Object outline annotations:
☆ ☆ ☆ ☆ ☆ ☆ ☆

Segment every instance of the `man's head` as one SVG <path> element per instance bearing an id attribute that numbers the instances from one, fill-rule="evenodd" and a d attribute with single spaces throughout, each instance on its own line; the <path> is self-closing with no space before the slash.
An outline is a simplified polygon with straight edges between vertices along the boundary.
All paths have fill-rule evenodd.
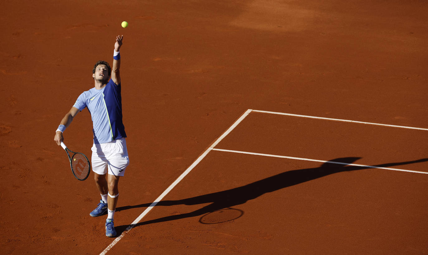
<path id="1" fill-rule="evenodd" d="M 94 80 L 102 83 L 107 83 L 111 74 L 111 68 L 105 61 L 98 61 L 94 65 L 94 68 L 92 70 L 92 77 Z"/>

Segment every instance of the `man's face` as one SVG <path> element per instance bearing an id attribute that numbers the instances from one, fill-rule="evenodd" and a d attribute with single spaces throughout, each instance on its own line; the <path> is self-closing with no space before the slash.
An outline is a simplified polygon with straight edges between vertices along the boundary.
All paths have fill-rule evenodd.
<path id="1" fill-rule="evenodd" d="M 92 74 L 92 77 L 95 80 L 100 82 L 108 80 L 108 69 L 105 65 L 98 65 L 95 68 L 95 73 Z"/>

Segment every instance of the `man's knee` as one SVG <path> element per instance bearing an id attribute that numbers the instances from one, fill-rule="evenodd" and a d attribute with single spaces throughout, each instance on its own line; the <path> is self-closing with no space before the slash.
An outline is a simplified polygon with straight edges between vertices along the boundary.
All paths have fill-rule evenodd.
<path id="1" fill-rule="evenodd" d="M 96 173 L 94 173 L 94 179 L 97 183 L 104 183 L 107 181 L 105 175 L 99 175 Z"/>

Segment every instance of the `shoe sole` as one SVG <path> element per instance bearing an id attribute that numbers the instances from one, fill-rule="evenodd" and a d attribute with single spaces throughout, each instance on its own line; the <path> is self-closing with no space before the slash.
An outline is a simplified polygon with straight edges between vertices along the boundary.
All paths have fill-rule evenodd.
<path id="1" fill-rule="evenodd" d="M 106 227 L 106 230 L 107 230 L 107 227 Z M 114 237 L 116 235 L 117 235 L 117 234 L 114 235 L 113 235 L 113 234 L 110 234 L 110 235 L 107 234 L 106 234 L 106 236 L 108 237 Z"/>

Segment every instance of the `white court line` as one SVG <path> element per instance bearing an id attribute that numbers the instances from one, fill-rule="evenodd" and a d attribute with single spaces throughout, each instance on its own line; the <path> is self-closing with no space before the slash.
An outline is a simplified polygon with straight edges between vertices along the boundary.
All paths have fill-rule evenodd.
<path id="1" fill-rule="evenodd" d="M 168 193 L 174 188 L 174 187 L 175 187 L 175 185 L 176 185 L 179 182 L 180 182 L 180 181 L 181 180 L 182 180 L 183 178 L 184 178 L 184 176 L 187 175 L 187 174 L 190 172 L 190 171 L 192 171 L 192 169 L 193 169 L 193 168 L 194 168 L 195 166 L 196 166 L 196 165 L 197 165 L 201 161 L 201 160 L 202 160 L 202 159 L 204 158 L 205 156 L 207 155 L 207 154 L 208 154 L 208 153 L 210 151 L 211 151 L 211 150 L 212 150 L 213 148 L 214 147 L 215 147 L 215 146 L 217 145 L 218 144 L 218 143 L 220 142 L 220 141 L 221 141 L 223 138 L 225 137 L 226 136 L 227 136 L 229 133 L 230 133 L 230 132 L 232 131 L 232 130 L 233 130 L 233 129 L 235 128 L 235 127 L 236 127 L 236 126 L 237 126 L 238 124 L 239 124 L 240 122 L 242 121 L 242 120 L 244 119 L 244 118 L 245 118 L 246 117 L 247 117 L 247 116 L 251 112 L 252 110 L 253 110 L 251 109 L 248 109 L 248 110 L 247 110 L 247 111 L 246 111 L 242 115 L 242 116 L 239 118 L 239 119 L 237 120 L 236 121 L 235 121 L 235 122 L 233 123 L 233 125 L 232 125 L 232 126 L 230 126 L 230 128 L 229 128 L 229 129 L 226 130 L 224 133 L 223 133 L 223 134 L 222 134 L 220 137 L 219 137 L 218 139 L 217 139 L 217 140 L 216 140 L 216 141 L 214 142 L 211 145 L 211 146 L 210 146 L 209 148 L 207 149 L 207 150 L 205 151 L 203 153 L 202 153 L 202 155 L 199 156 L 199 157 L 198 157 L 197 159 L 196 159 L 196 160 L 195 160 L 195 162 L 193 162 L 191 165 L 190 165 L 190 166 L 189 166 L 187 169 L 186 169 L 186 171 L 183 172 L 183 173 L 181 174 L 181 175 L 180 175 L 180 176 L 179 176 L 178 178 L 177 178 L 177 180 L 176 180 L 175 181 L 173 182 L 172 184 L 169 185 L 169 187 L 168 187 L 168 188 L 167 188 L 166 190 L 165 190 L 165 191 L 163 191 L 163 193 L 162 193 L 161 194 L 160 194 L 160 196 L 159 197 L 156 199 L 156 200 L 155 200 L 154 202 L 152 203 L 152 204 L 151 204 L 149 206 L 149 207 L 148 207 L 145 210 L 144 210 L 144 211 L 143 212 L 143 213 L 141 214 L 140 214 L 140 216 L 138 216 L 138 217 L 137 217 L 137 218 L 135 220 L 134 220 L 132 222 L 132 223 L 131 224 L 131 225 L 128 226 L 128 228 L 127 228 L 126 229 L 125 229 L 125 231 L 122 233 L 122 234 L 121 234 L 119 237 L 116 237 L 116 238 L 113 242 L 112 242 L 111 243 L 110 243 L 110 245 L 107 246 L 107 248 L 104 249 L 104 250 L 102 252 L 100 253 L 100 255 L 104 255 L 104 254 L 105 254 L 107 252 L 109 251 L 109 250 L 110 250 L 110 249 L 111 249 L 113 246 L 114 246 L 114 245 L 116 244 L 116 243 L 117 243 L 118 242 L 119 242 L 119 240 L 120 240 L 121 239 L 122 239 L 122 237 L 123 237 L 123 236 L 125 235 L 125 233 L 128 233 L 130 230 L 131 230 L 131 228 L 135 227 L 135 225 L 137 224 L 137 223 L 138 223 L 138 222 L 140 220 L 141 220 L 141 219 L 142 219 L 143 218 L 144 216 L 145 216 L 147 214 L 147 213 L 149 212 L 150 210 L 151 210 L 152 208 L 153 208 L 153 207 L 154 207 L 157 204 L 158 204 L 158 203 L 159 202 L 159 201 L 161 200 L 163 198 L 163 197 L 166 196 L 166 194 L 168 194 Z"/>
<path id="2" fill-rule="evenodd" d="M 407 127 L 406 126 L 397 126 L 397 125 L 390 125 L 389 124 L 374 123 L 373 122 L 359 122 L 356 120 L 342 119 L 332 119 L 331 118 L 324 118 L 324 117 L 316 117 L 315 116 L 309 116 L 308 115 L 299 115 L 298 114 L 292 114 L 291 113 L 277 113 L 276 112 L 269 112 L 268 111 L 260 111 L 259 110 L 253 110 L 253 111 L 257 113 L 271 113 L 272 114 L 279 114 L 279 115 L 287 115 L 288 116 L 294 116 L 295 117 L 303 117 L 303 118 L 310 118 L 311 119 L 327 119 L 328 120 L 335 120 L 339 122 L 352 122 L 354 123 L 360 123 L 362 124 L 370 124 L 371 125 L 377 125 L 378 126 L 386 126 L 386 127 L 393 127 L 394 128 L 408 128 L 410 129 L 419 129 L 419 130 L 428 130 L 428 128 L 413 128 L 413 127 Z"/>
<path id="3" fill-rule="evenodd" d="M 226 136 L 227 136 L 228 134 L 229 134 L 229 133 L 230 133 L 230 132 L 232 131 L 232 130 L 233 130 L 233 129 L 235 128 L 236 127 L 236 126 L 237 126 L 238 125 L 238 124 L 239 124 L 241 121 L 242 121 L 242 120 L 243 120 L 246 117 L 247 117 L 247 116 L 249 114 L 250 114 L 250 113 L 251 113 L 252 111 L 252 112 L 258 112 L 258 113 L 272 113 L 272 114 L 279 114 L 279 115 L 287 115 L 287 116 L 296 116 L 296 117 L 304 117 L 304 118 L 312 118 L 312 119 L 326 119 L 326 120 L 335 120 L 335 121 L 338 121 L 345 122 L 353 122 L 353 123 L 361 123 L 361 124 L 371 124 L 371 125 L 380 125 L 380 126 L 388 126 L 388 127 L 396 127 L 396 128 L 409 128 L 409 129 L 419 129 L 419 130 L 428 130 L 428 128 L 413 128 L 413 127 L 406 127 L 406 126 L 397 126 L 397 125 L 388 125 L 388 124 L 380 124 L 380 123 L 371 123 L 371 122 L 359 122 L 359 121 L 357 121 L 348 120 L 345 120 L 345 119 L 332 119 L 332 118 L 324 118 L 324 117 L 315 117 L 315 116 L 306 116 L 306 115 L 297 115 L 297 114 L 291 114 L 291 113 L 277 113 L 277 112 L 269 112 L 269 111 L 261 111 L 261 110 L 251 110 L 251 109 L 248 109 L 248 110 L 247 110 L 242 115 L 242 116 L 241 116 L 239 118 L 239 119 L 238 119 L 236 122 L 235 122 L 233 124 L 233 125 L 232 125 L 232 126 L 231 126 L 231 127 L 227 130 L 226 130 L 224 133 L 223 133 L 223 134 L 220 137 L 219 137 L 218 139 L 217 139 L 217 140 L 216 140 L 216 141 L 214 142 L 212 144 L 212 145 L 211 145 L 211 146 L 210 146 L 209 147 L 209 148 L 208 148 L 208 149 L 207 149 L 207 150 L 203 154 L 201 154 L 200 156 L 199 156 L 199 157 L 196 160 L 195 160 L 195 162 L 194 162 L 191 165 L 190 165 L 190 166 L 189 166 L 187 169 L 186 169 L 186 171 L 185 171 L 184 172 L 183 172 L 183 173 L 181 174 L 181 175 L 180 175 L 180 176 L 179 176 L 178 178 L 177 178 L 177 180 L 176 180 L 174 182 L 173 182 L 169 186 L 169 187 L 168 187 L 166 190 L 165 190 L 164 191 L 163 191 L 163 192 L 160 195 L 160 196 L 157 199 L 156 199 L 155 200 L 155 201 L 154 202 L 153 202 L 153 203 L 152 203 L 149 206 L 149 207 L 148 207 L 144 211 L 143 211 L 141 214 L 140 214 L 140 215 L 138 217 L 137 217 L 137 218 L 136 219 L 132 222 L 132 223 L 131 223 L 129 225 L 128 225 L 128 227 L 126 228 L 126 229 L 125 229 L 125 231 L 124 231 L 123 232 L 122 232 L 122 234 L 119 236 L 117 237 L 116 237 L 111 243 L 110 244 L 110 245 L 109 245 L 108 246 L 107 246 L 107 247 L 106 248 L 106 249 L 102 252 L 101 252 L 101 253 L 100 254 L 100 255 L 104 255 L 104 254 L 106 254 L 106 253 L 107 252 L 108 252 L 109 250 L 110 250 L 113 246 L 114 246 L 114 245 L 116 243 L 117 243 L 117 242 L 119 242 L 122 238 L 122 237 L 123 237 L 123 236 L 125 234 L 126 234 L 126 233 L 128 233 L 130 230 L 131 230 L 131 229 L 132 229 L 134 227 L 135 227 L 135 225 L 137 224 L 137 223 L 138 223 L 138 222 L 140 222 L 140 221 L 143 218 L 143 217 L 144 217 L 144 216 L 145 216 L 147 214 L 147 213 L 149 213 L 149 212 L 150 211 L 150 210 L 151 210 L 153 208 L 153 207 L 154 207 L 158 204 L 158 203 L 159 202 L 159 201 L 161 201 L 162 199 L 163 199 L 163 197 L 165 196 L 166 196 L 166 194 L 168 194 L 168 193 L 169 192 L 169 191 L 170 191 L 171 190 L 172 190 L 175 186 L 175 185 L 176 185 L 179 182 L 180 182 L 180 181 L 181 180 L 182 180 L 183 178 L 184 178 L 184 177 L 186 175 L 187 175 L 187 174 L 188 174 L 190 172 L 190 171 L 191 171 L 192 169 L 193 169 L 195 167 L 195 166 L 196 166 L 196 165 L 197 165 L 201 161 L 201 160 L 202 160 L 202 159 L 203 159 L 205 157 L 205 156 L 207 155 L 207 154 L 208 154 L 208 152 L 209 152 L 210 151 L 211 151 L 212 150 L 223 151 L 228 151 L 228 152 L 235 152 L 235 153 L 244 153 L 244 154 L 253 154 L 253 155 L 260 155 L 260 156 L 269 156 L 269 157 L 282 157 L 282 158 L 289 158 L 289 159 L 296 159 L 296 160 L 306 160 L 311 161 L 316 161 L 316 162 L 323 162 L 323 163 L 336 163 L 336 164 L 343 164 L 343 165 L 350 165 L 350 166 L 363 166 L 363 167 L 368 167 L 368 168 L 379 168 L 379 169 L 388 169 L 388 170 L 394 170 L 394 171 L 402 171 L 402 172 L 407 172 L 418 173 L 422 173 L 422 174 L 428 174 L 428 172 L 419 172 L 419 171 L 415 171 L 410 170 L 404 170 L 404 169 L 395 169 L 395 168 L 386 168 L 386 167 L 378 167 L 378 166 L 365 166 L 365 165 L 358 165 L 358 164 L 350 164 L 350 163 L 341 163 L 341 162 L 333 162 L 333 161 L 324 161 L 324 160 L 312 160 L 312 159 L 305 159 L 305 158 L 298 158 L 298 157 L 287 157 L 287 156 L 279 156 L 279 155 L 271 155 L 271 154 L 261 154 L 261 153 L 253 153 L 253 152 L 244 152 L 244 151 L 231 151 L 231 150 L 223 150 L 223 149 L 214 149 L 214 147 L 215 147 L 216 145 L 217 145 L 218 144 L 218 143 L 220 142 L 220 141 L 221 141 L 222 139 L 223 139 L 225 137 L 226 137 Z"/>
<path id="4" fill-rule="evenodd" d="M 390 168 L 389 167 L 381 167 L 380 166 L 366 166 L 366 165 L 360 165 L 358 164 L 351 164 L 350 163 L 343 163 L 342 162 L 336 162 L 335 161 L 329 161 L 326 160 L 319 160 L 311 159 L 310 158 L 305 158 L 304 157 L 288 157 L 287 156 L 280 156 L 279 155 L 273 155 L 272 154 L 264 154 L 263 153 L 256 153 L 256 152 L 248 152 L 247 151 L 233 151 L 232 150 L 224 150 L 223 149 L 213 149 L 213 151 L 225 151 L 226 152 L 234 152 L 235 153 L 241 153 L 242 154 L 250 154 L 250 155 L 256 155 L 258 156 L 264 156 L 265 157 L 280 157 L 282 158 L 288 158 L 290 159 L 297 160 L 306 160 L 307 161 L 314 161 L 315 162 L 322 162 L 323 163 L 332 163 L 333 164 L 339 164 L 340 165 L 346 165 L 347 166 L 362 166 L 368 168 L 377 168 L 379 169 L 385 169 L 386 170 L 392 170 L 393 171 L 399 171 L 401 172 L 407 172 L 411 173 L 416 173 L 418 174 L 428 174 L 428 172 L 421 172 L 419 171 L 413 171 L 413 170 L 406 170 L 404 169 L 398 169 L 398 168 Z"/>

☆ ☆ ☆ ☆ ☆ ☆ ☆

[Task to complete]: Find every line in the items above that contains the string "throughout", matching case exactly, and copy each of those lines.

[Result of this exercise]:
Segment every instance of the `man's head` as one SVG <path> element per instance bearing an id attribute that numbers the instances from one, fill-rule="evenodd" and a d attribute with single spaces throughout, each instance on its own line; the <path> is self-closing with no space before the slash.
Segment every instance of the `man's face` as one SVG <path> element per instance bearing an id attribute that numbers the instances from one, fill-rule="evenodd" and a d attribute with single spaces throughout, each instance on its own line; the <path> is self-closing with no space before the slash.
Segment every instance of the `man's knee` as one SVG <path> element per instance bearing an id attribute that numbers the instances from one, fill-rule="evenodd" and a d attribute with single spaces throughout, each instance on its own line; the <path> is self-closing with no space before the slash.
Segment every instance of the `shoe sole` as one SVG <path> element per instance bearing an id attribute that numbers the instances from one, fill-rule="evenodd" and a d attribute with single spaces throughout, each instance on its own line; the <path> is self-closing with no space before the slash.
Segment every instance of the `white court line` as one SVG <path> element per instance bearing an id attribute that numbers the instances from one, fill-rule="evenodd" and a d attribute with single spaces throughout, each instance on its own line; the <path> is self-closing with no space before the slash.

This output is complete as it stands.